→ Job: Rewrite everything from the start of the data down to the line containing "332, 591, 343]]", swapping "Responds" for "Replies" and leaving the rest unchanged.

(Rows from a dataset)
.....

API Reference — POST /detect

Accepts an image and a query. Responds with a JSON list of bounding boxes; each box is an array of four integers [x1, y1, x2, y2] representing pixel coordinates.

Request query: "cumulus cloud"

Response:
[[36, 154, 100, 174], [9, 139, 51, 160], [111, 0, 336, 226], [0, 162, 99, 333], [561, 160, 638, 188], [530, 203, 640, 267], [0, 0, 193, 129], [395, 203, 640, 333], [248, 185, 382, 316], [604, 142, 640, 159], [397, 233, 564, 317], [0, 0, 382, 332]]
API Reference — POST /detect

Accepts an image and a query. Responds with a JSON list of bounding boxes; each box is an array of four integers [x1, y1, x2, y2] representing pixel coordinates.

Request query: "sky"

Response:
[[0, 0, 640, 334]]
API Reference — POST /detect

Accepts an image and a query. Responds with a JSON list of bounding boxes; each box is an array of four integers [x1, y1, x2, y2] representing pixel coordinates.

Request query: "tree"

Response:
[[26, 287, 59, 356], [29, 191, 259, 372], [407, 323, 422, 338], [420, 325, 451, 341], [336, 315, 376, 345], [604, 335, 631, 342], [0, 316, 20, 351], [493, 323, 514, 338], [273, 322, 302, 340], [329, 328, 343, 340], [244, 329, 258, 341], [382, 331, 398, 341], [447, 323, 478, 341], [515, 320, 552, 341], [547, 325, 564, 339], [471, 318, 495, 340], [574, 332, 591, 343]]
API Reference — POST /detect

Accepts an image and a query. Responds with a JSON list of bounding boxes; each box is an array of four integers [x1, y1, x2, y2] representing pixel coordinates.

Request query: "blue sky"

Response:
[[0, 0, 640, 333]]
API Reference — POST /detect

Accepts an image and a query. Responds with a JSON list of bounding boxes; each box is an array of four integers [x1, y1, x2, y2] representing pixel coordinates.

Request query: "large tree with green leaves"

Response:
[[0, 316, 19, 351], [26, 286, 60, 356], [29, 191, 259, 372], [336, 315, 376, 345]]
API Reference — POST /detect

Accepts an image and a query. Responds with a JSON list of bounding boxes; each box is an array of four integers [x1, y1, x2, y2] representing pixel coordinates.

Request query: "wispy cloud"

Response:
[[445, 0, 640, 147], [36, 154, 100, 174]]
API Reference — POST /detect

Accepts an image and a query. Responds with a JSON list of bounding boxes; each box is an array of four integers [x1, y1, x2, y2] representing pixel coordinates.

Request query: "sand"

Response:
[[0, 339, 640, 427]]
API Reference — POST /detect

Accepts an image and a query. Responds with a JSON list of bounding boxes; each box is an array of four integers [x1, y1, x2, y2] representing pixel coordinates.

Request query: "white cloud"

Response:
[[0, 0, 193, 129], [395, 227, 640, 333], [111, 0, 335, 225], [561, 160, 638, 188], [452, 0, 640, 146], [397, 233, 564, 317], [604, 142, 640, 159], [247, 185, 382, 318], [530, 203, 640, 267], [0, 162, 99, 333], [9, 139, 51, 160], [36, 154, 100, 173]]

.....

→ Full response:
API Reference — POST /detect

Accepts an image and a query. Replies with a JSON list of bounding boxes; each box is an array of four integers [x1, y1, x2, y2] representing pixel coordinates.

Request query: "cumulus cloud"

Response:
[[36, 154, 100, 174], [9, 139, 51, 160], [111, 0, 336, 226], [0, 162, 99, 333], [561, 160, 638, 188], [530, 203, 640, 267], [0, 0, 193, 129], [395, 203, 640, 333], [248, 185, 382, 316], [604, 142, 640, 159], [397, 233, 564, 317], [0, 0, 382, 332]]
API Reference — POST /detect

Accepts an image and a query. Replies with a JSON list of bounding boxes; each box is an array of four integers [x1, y1, x2, y2] representing pixel coordinates.

Request query: "sky"

Response:
[[0, 0, 640, 334]]
API Reference — POST /detect

Accepts an image and a query. Replies with a JSON list of bounding boxes; each box is an array of four integers [x1, y1, x2, y2] representing pixel coordinates.

Request query: "tree"

Response:
[[26, 287, 59, 356], [29, 191, 259, 372], [407, 323, 422, 338], [420, 325, 451, 341], [336, 315, 376, 345], [604, 335, 631, 342], [0, 316, 20, 351], [493, 323, 514, 338], [273, 322, 302, 340], [329, 328, 343, 340], [244, 329, 258, 341], [382, 331, 398, 341], [447, 323, 478, 341], [515, 320, 552, 341], [547, 325, 564, 339], [471, 318, 495, 340], [574, 332, 591, 343]]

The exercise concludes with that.